Reading passage:
-=-=-

• "Dr." Martin Luther King, Jr. exposed as a fraud!

    From Ronny Koch@21:1/5 to All on Tue Jan 16 11:08:00 2024
    XPost: alt.politics.conservative, alt.politics.democrats, alt.business
    XPost: dc.politics

    Excerpt from Martin Luther King, Jr. (& L.H De Wolff)

    Allegations: Plagiarism in college and graduate school papers,
    including his doctoral dissertation on "A Comparison of the
    Conceptions of God in the Thinking of Paul Tillich and Henry
    Nelson Wieman"; Verbatim thefts also discovered in political
    speeches including the famous "I Have a Dream" speech (see
    Pappas' Plagiarism and the Culture War, Hallberg revised and
    expanded version, p. 133)

    ...

    It was the British press which first broke the news with regard
    to King's plagiarism, an indication of just how sensitive an
    issue this was for American newspapers. An article in the
    December 3rd (1989) edition of the Sunday Telegraph by Frank
    Johnson asked, "Martin Luther King--Was He a Plagiarist?"

-=-=-

Dataset excerpt
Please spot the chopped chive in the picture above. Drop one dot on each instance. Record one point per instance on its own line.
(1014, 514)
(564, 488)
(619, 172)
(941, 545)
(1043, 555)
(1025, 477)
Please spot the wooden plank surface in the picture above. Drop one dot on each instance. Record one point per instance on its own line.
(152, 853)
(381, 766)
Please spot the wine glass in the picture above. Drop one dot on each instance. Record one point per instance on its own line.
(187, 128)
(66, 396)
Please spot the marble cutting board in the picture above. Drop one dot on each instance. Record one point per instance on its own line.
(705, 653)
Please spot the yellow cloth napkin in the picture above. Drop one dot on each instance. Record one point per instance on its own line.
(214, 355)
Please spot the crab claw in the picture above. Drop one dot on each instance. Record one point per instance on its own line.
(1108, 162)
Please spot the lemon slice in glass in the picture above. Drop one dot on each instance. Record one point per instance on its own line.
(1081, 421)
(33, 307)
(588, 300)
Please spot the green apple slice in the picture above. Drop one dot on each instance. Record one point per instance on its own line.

-=-=-

Exercise goal: Reproduce the newsgroup post about plagiarism allegations against Martin Luther King, Jr., starting at "From Ronny Koch@21:1/5" and ending at "L.H De Wolff)". The records have no connection to the newsgroup post.

Exercise solution:
From Ronny Koch@21:1/5 to All on Tue Jan 16 11:08:00 2024
    XPost: alt.politics.conservative, alt.politics.democrats, alt.business
    XPost: dc.politics

    Excerpt from Martin Luther King, Jr. (& L.H De Wolff)